**TASK OBJECTIVE:** Drop all images and give the records again exactly.

**DATA FOR THE TASK:**
## Begin

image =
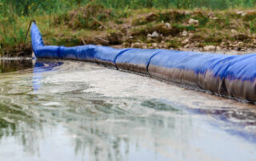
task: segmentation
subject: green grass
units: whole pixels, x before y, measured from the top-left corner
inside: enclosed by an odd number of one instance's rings
[[[126,25],[133,26],[128,31],[134,37],[124,41],[128,44],[160,43],[163,40],[147,40],[146,35],[154,31],[166,37],[167,46],[174,48],[182,45],[179,37],[184,30],[202,45],[241,41],[242,37],[230,30],[255,37],[256,12],[242,16],[236,11],[254,9],[255,3],[256,0],[0,0],[0,50],[28,49],[30,38],[26,42],[24,39],[31,19],[37,20],[46,44],[60,45],[82,45],[82,37],[86,43],[95,43],[95,36],[111,44],[115,36],[126,34],[126,29],[121,27]],[[199,26],[188,25],[190,18],[198,20]],[[165,27],[165,22],[171,29]]]

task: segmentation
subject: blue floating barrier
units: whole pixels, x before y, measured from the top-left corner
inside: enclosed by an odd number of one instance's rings
[[[44,45],[34,22],[32,48],[38,58],[97,62],[220,95],[256,101],[256,54],[224,55],[167,49],[114,49],[94,45]]]

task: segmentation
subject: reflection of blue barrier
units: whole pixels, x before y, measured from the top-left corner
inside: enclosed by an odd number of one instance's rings
[[[33,88],[37,91],[41,87],[42,73],[44,72],[52,71],[55,67],[62,65],[62,62],[41,62],[36,61],[33,69]]]
[[[76,59],[149,74],[232,97],[256,101],[256,54],[223,55],[166,49],[114,49],[94,45],[45,46],[35,23],[31,27],[37,57]]]

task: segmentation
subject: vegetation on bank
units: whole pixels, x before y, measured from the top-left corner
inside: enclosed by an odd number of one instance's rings
[[[0,0],[0,54],[30,51],[35,19],[46,44],[246,50],[256,45],[255,0]],[[225,10],[224,10],[225,9]]]

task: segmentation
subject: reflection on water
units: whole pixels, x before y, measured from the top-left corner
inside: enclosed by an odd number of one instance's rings
[[[0,160],[255,160],[256,108],[77,61],[0,75]]]
[[[14,72],[32,67],[32,60],[30,58],[20,58],[15,60],[0,58],[0,73]]]

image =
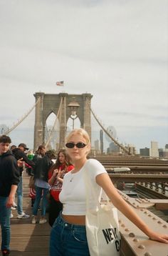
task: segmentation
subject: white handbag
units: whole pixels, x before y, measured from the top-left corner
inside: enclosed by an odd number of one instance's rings
[[[117,208],[109,202],[104,192],[99,202],[88,172],[84,172],[86,187],[85,225],[90,256],[119,256],[120,234]],[[95,210],[92,209],[93,202],[90,202],[89,197],[90,189],[97,204]]]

## End

**ANSWER TO THE PROBLEM:**
image =
task: segmentation
subject: green grass
units: whole pixels, x before y, measured from the top-left corner
inside: enclosed by an odd number of one instance's rings
[[[126,25],[133,26],[128,31],[134,37],[124,41],[128,44],[160,43],[163,40],[147,40],[146,35],[154,31],[166,37],[167,46],[174,48],[182,45],[179,37],[184,30],[202,45],[241,41],[242,37],[230,30],[255,37],[256,12],[242,16],[236,11],[254,9],[255,3],[256,0],[0,0],[0,50],[28,49],[30,38],[26,42],[24,39],[31,19],[37,20],[46,44],[60,45],[82,45],[82,37],[86,43],[95,43],[95,36],[111,44],[115,36],[126,34],[126,29],[121,27]],[[199,26],[188,25],[190,18],[198,20]],[[165,27],[165,22],[171,29]]]

task: segmentation
subject: blue floating barrier
units: whole pixels, x before y, measured from the top-left corner
inside: enclosed by an odd number of one instance's rings
[[[44,45],[34,22],[32,48],[38,58],[97,62],[220,95],[256,101],[256,54],[224,55],[167,49],[114,49],[94,45]]]

task: segmentation
subject: reflection of blue barrier
units: whole pixels, x before y, measured from the top-left corner
inside: enclosed by an odd number of one instance's rings
[[[33,88],[37,91],[41,87],[42,73],[44,72],[52,71],[55,67],[62,65],[62,62],[41,62],[36,61],[33,69]]]
[[[76,59],[149,74],[232,97],[256,101],[256,54],[223,55],[166,49],[114,49],[94,45],[45,46],[35,23],[31,27],[37,57]]]

task: segmentation
subject: vegetation on bank
units: whole pixels, x before y, measured from the top-left corner
inside: enclosed by an odd number of one instance's rings
[[[0,0],[0,54],[30,51],[35,19],[46,44],[246,50],[256,45],[255,0]],[[225,10],[224,10],[225,9]]]

task: segmentation
subject: reflection on water
units: whole pixels, x before y, measured from the top-left corner
inside: enclosed by an odd number of one instance's rings
[[[0,160],[255,160],[256,108],[77,61],[0,75]]]
[[[14,72],[32,67],[32,60],[30,58],[20,58],[15,60],[0,58],[0,73]]]

image =
task: segmentation
subject: white handbag
units: whole pixels, x before y, measured from the top-left corner
inside: enclosed by an odd number of one instance's rings
[[[117,208],[109,202],[104,192],[99,202],[88,172],[84,172],[86,187],[85,225],[90,256],[119,256],[120,234]],[[95,210],[92,209],[93,202],[90,202],[89,197],[90,189],[97,204]]]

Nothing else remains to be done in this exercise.